-------- Information provided

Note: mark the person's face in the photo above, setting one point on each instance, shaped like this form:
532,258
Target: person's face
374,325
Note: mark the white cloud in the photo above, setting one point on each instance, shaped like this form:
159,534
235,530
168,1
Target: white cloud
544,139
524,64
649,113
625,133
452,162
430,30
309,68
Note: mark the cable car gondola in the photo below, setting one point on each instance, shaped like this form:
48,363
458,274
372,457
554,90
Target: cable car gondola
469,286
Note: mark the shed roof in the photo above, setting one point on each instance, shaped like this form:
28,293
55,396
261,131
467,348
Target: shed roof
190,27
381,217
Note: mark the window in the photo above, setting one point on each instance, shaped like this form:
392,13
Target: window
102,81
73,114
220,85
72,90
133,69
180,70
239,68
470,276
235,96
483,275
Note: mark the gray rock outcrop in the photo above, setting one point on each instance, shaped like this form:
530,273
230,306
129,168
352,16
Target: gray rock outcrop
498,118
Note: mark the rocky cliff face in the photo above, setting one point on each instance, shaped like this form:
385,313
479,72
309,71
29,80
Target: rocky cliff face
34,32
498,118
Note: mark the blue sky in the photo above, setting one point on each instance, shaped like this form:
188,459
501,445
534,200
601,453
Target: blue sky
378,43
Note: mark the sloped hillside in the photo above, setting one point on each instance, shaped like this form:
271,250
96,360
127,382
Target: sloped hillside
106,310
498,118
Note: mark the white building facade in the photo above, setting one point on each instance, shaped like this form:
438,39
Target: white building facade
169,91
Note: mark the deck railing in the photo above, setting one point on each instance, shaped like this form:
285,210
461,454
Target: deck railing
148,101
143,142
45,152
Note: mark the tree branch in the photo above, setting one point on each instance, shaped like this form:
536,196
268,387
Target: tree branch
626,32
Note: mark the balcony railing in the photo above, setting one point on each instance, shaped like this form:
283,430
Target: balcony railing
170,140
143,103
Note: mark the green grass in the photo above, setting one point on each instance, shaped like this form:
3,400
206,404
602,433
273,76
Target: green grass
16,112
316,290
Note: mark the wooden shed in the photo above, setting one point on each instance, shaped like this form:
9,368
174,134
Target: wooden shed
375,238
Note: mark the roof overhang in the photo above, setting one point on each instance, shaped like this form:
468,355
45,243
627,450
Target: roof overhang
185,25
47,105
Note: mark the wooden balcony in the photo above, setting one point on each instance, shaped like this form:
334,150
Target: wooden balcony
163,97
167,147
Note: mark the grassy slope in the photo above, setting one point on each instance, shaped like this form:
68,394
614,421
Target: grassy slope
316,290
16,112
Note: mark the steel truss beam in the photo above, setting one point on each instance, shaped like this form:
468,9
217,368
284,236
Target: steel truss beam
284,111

----------------

__Requirement__: Return the listing above in full, character for character.

__Completed exercise__:
Note: mark the person's face in the photo above, setting one point on each instance, shaped like this form:
532,258
Target: person's face
374,325
Note: mark the white cloud in the photo above, setting one point on each instance, shaped like this form:
159,534
235,530
168,1
Target: white cloud
544,139
524,64
649,113
625,133
452,162
430,30
309,68
Note: mark the cable car gondola in the photo below, setting one point on each instance, shaped like this form:
48,363
458,274
372,457
554,90
Target: cable car gondola
469,286
Note: mark the shed roof in the photo above, setting one point on each instance, shaped like this form:
28,293
55,396
261,131
467,348
Target: shed roof
190,27
381,217
Note: mark the window in the photo above, setting one point on each instance, shaped like this form:
392,13
Target: window
102,81
73,114
220,85
72,90
133,69
180,70
239,68
470,276
235,96
483,275
Note: mark the gray rock outcrop in the photo above, setting one point on each instance, shaped like this form:
530,273
230,306
129,168
352,16
Target: gray rock outcrop
498,118
Note: mark the rocky cliff face in the photo above, setting one point on each instance, shaped like this form:
385,313
479,72
309,71
29,80
Target: rocky cliff face
34,32
498,118
Note: mark the blue sky in the photo above, setting one point on each instance, shaped like this form:
188,459
501,445
534,200
601,453
Target: blue sky
378,43
Note: mark the sloped hillside in the photo above, setting one point on each instance, shaped like this form:
271,250
96,360
127,382
Target: sloped hillside
106,310
498,118
Note: mark the white building facade in the photo above, setting one point on each instance, shaped like this form:
438,39
Target: white building facade
169,91
Note: mark the deck railing in the photo above, setting one point on each instance, shaped like this form:
285,210
461,454
Target: deck railing
148,101
143,142
45,152
Note: mark the tree branch in the photo above, setting one point on each instance, shaped like this form:
536,196
268,387
Target: tree branch
626,32
Note: mark the balcony railing in the photo above, setting one point on each instance, shaped like this form:
283,430
Target: balcony railing
170,140
143,103
Note: mark the green grass in the photo above, setting one point on each instance, shaped like this form:
3,400
206,404
602,433
273,76
Target: green grass
16,112
316,290
Note: mark the wooden shed in the photo above, setting one point on each instance, shaped like this form:
9,368
174,134
Target: wooden shed
375,238
Note: mark the roof overhang in the photo above, setting one point on each instance, shaped like this form:
468,355
45,243
627,450
Target: roof overhang
185,25
47,105
Note: mark the wooden balcony in the photo above, setting one point on each instance, shaped like this form:
334,150
Target: wooden balcony
163,97
167,147
Note: mark the grassy slope in the photo above, setting one point on each instance, shaped like this form:
68,394
614,421
Target: grassy slope
316,290
16,112
Note: mark the steel truss beam in the photo above, setting one point on each instance, shaped like this form:
468,9
217,368
284,236
Target: steel truss beam
284,111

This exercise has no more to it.